MATERIAL SUPPLIED:
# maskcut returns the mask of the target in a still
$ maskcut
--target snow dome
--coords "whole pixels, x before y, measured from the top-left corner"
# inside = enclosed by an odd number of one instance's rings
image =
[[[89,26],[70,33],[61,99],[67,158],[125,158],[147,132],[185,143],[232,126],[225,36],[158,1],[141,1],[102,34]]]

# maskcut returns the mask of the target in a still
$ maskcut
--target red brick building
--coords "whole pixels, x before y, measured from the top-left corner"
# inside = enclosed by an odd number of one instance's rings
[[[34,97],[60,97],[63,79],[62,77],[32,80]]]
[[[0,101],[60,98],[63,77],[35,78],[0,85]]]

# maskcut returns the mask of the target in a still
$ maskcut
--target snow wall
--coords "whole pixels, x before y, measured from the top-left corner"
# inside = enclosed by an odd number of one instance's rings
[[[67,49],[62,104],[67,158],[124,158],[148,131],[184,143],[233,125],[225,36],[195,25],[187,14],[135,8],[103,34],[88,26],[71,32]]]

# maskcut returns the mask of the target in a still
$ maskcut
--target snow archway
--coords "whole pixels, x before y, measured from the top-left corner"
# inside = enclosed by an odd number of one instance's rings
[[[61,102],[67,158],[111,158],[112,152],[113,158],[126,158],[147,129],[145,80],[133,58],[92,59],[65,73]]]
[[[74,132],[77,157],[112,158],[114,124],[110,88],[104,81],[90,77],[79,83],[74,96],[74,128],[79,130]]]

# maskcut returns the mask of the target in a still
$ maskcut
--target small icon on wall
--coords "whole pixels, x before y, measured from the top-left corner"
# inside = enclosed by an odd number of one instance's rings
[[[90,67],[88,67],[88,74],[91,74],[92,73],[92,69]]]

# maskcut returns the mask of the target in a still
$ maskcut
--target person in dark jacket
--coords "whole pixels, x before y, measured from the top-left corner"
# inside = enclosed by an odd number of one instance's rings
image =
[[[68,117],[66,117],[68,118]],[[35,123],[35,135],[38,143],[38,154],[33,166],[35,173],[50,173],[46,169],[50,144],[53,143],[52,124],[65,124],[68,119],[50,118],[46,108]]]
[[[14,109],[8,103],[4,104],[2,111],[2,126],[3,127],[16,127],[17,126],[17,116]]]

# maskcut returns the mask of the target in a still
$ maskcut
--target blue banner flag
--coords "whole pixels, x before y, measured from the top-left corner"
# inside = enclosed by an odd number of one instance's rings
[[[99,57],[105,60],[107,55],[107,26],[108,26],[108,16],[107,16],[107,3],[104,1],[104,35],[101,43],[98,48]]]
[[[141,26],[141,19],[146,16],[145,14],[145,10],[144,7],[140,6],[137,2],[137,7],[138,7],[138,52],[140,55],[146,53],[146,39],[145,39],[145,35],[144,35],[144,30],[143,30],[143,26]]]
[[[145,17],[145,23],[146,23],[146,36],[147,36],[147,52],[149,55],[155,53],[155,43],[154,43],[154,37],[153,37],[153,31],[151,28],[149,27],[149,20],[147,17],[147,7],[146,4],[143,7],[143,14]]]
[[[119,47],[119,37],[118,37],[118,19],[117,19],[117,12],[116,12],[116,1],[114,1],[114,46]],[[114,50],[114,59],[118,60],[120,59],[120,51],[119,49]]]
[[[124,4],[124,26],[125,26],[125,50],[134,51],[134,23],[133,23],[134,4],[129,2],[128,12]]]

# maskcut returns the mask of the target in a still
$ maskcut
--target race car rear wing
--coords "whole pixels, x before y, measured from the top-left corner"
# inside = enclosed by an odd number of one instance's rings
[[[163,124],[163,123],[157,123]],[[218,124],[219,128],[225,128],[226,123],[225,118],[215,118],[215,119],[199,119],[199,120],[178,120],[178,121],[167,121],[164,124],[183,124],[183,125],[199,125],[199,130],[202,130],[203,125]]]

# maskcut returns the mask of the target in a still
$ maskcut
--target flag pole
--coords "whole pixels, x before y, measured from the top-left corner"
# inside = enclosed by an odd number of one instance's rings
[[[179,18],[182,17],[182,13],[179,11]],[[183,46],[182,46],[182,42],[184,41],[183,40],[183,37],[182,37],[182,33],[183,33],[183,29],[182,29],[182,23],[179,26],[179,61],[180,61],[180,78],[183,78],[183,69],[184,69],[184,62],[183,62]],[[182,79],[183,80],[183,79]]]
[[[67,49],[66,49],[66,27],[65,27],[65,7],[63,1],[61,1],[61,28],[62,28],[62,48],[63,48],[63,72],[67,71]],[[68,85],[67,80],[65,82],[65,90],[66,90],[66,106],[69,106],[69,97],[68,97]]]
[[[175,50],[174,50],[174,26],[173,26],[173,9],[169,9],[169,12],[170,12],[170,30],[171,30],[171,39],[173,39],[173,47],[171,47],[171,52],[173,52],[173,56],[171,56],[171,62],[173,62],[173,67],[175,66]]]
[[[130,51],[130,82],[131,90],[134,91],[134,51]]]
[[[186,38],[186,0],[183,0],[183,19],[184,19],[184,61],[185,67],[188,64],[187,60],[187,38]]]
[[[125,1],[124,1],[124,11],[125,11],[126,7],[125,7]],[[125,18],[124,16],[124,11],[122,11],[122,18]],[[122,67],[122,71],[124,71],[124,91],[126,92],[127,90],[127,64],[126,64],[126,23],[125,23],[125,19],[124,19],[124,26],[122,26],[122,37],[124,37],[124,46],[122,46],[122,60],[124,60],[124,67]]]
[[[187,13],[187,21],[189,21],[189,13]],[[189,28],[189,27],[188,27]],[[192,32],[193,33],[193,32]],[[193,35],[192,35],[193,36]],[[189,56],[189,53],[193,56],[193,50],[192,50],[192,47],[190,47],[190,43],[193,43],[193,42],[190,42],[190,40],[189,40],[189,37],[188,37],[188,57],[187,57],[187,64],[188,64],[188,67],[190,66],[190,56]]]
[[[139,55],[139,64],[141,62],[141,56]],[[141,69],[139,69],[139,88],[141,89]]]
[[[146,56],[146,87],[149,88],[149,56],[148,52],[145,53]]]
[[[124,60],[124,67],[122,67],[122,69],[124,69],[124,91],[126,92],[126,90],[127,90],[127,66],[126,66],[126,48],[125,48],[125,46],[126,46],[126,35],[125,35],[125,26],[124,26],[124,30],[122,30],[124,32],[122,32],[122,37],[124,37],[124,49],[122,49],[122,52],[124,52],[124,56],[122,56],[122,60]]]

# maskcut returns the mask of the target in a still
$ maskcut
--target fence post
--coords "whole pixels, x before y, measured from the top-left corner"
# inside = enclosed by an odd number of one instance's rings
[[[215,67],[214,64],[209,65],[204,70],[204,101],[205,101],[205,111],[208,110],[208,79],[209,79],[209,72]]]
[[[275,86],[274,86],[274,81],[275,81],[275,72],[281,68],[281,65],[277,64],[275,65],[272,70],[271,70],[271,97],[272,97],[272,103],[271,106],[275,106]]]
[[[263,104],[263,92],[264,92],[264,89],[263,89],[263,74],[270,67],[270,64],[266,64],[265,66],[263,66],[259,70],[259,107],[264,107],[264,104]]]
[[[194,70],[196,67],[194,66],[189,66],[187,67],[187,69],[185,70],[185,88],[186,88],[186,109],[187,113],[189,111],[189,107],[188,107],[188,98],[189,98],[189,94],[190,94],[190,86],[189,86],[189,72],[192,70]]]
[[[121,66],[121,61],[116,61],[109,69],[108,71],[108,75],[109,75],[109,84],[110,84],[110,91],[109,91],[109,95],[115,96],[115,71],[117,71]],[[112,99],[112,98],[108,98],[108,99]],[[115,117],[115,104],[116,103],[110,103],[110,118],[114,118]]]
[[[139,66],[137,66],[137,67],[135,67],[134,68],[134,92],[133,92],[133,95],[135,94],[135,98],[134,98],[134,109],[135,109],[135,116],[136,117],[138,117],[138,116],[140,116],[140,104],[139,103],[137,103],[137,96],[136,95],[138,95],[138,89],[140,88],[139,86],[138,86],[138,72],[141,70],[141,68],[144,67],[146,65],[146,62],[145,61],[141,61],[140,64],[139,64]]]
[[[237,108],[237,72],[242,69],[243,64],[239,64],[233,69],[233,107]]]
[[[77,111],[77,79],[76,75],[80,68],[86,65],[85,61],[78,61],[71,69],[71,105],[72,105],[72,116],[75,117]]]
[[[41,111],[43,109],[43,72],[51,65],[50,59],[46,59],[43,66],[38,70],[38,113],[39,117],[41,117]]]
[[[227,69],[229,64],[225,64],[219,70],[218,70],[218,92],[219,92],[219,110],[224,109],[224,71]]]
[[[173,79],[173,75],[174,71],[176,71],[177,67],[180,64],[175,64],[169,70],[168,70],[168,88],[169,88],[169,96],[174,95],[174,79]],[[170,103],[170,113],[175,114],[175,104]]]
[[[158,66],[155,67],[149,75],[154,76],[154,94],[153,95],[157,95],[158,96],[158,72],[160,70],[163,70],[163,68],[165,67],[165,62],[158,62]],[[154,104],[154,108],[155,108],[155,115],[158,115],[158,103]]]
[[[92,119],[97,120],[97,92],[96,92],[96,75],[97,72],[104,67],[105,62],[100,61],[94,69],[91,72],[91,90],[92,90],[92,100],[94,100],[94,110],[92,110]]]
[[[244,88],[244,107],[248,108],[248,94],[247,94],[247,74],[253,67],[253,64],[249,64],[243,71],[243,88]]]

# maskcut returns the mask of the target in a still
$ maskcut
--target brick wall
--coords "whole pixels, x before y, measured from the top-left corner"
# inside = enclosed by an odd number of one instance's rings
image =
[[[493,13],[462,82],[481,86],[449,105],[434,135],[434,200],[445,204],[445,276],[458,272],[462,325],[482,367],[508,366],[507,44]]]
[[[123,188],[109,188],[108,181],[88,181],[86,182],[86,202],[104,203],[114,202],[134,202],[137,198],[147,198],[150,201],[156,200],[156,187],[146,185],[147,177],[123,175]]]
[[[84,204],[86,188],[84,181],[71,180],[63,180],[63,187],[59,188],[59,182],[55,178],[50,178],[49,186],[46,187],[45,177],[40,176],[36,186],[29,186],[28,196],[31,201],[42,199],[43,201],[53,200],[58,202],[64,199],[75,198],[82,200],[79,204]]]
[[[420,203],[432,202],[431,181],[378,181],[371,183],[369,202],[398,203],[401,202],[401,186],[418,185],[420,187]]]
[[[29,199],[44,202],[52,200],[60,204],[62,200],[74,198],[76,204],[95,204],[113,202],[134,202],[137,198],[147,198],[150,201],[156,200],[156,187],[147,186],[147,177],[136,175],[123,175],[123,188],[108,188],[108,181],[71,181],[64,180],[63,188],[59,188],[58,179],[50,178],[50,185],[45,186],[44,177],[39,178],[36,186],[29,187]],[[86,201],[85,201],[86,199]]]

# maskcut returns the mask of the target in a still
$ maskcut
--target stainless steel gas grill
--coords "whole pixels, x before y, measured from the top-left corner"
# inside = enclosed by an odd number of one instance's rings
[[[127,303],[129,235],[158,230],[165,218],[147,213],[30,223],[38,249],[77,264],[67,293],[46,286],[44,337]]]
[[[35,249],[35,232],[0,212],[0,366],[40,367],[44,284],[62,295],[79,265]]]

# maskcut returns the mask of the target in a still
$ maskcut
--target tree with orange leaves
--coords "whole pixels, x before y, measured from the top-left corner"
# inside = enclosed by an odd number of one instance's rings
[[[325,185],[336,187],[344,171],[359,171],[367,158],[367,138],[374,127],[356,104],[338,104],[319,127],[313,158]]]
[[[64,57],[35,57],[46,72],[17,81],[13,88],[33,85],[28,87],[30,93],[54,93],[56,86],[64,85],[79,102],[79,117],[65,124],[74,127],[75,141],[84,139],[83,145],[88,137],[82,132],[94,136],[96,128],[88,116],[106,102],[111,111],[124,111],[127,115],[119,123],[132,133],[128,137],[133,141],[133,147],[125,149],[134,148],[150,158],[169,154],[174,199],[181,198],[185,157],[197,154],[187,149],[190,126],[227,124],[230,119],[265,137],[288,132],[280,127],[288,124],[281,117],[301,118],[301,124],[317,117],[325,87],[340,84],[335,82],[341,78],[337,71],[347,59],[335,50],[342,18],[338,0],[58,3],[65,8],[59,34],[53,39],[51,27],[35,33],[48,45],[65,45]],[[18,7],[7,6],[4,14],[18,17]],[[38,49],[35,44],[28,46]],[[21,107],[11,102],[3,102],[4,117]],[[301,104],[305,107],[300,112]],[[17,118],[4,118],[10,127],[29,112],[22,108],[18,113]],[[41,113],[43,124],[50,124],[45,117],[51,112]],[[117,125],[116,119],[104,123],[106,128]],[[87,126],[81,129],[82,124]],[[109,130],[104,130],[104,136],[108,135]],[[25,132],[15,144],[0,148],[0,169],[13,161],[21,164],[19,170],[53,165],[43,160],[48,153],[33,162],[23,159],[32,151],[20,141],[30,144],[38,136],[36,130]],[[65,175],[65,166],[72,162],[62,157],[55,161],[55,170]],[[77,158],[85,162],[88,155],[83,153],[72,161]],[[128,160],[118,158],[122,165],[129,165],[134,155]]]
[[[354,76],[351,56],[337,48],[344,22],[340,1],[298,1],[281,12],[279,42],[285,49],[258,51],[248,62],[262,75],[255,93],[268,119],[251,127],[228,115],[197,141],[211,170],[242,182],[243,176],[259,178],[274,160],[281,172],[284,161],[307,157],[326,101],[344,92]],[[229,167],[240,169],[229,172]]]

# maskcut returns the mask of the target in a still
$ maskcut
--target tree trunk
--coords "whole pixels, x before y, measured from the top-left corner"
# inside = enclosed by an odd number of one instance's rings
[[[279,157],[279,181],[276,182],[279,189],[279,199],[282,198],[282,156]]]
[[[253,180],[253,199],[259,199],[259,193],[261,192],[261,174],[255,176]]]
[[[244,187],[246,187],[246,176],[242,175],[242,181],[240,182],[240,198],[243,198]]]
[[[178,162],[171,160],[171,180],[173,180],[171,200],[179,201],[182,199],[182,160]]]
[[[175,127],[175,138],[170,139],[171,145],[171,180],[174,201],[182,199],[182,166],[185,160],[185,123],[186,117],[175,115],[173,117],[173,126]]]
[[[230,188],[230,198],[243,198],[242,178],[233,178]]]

GIVEN PROBLEM: Find each line of the material containing the word "tree" and copy those lines out in full.

FULL SOLUTION:
--target tree with orange leaves
--target tree trunk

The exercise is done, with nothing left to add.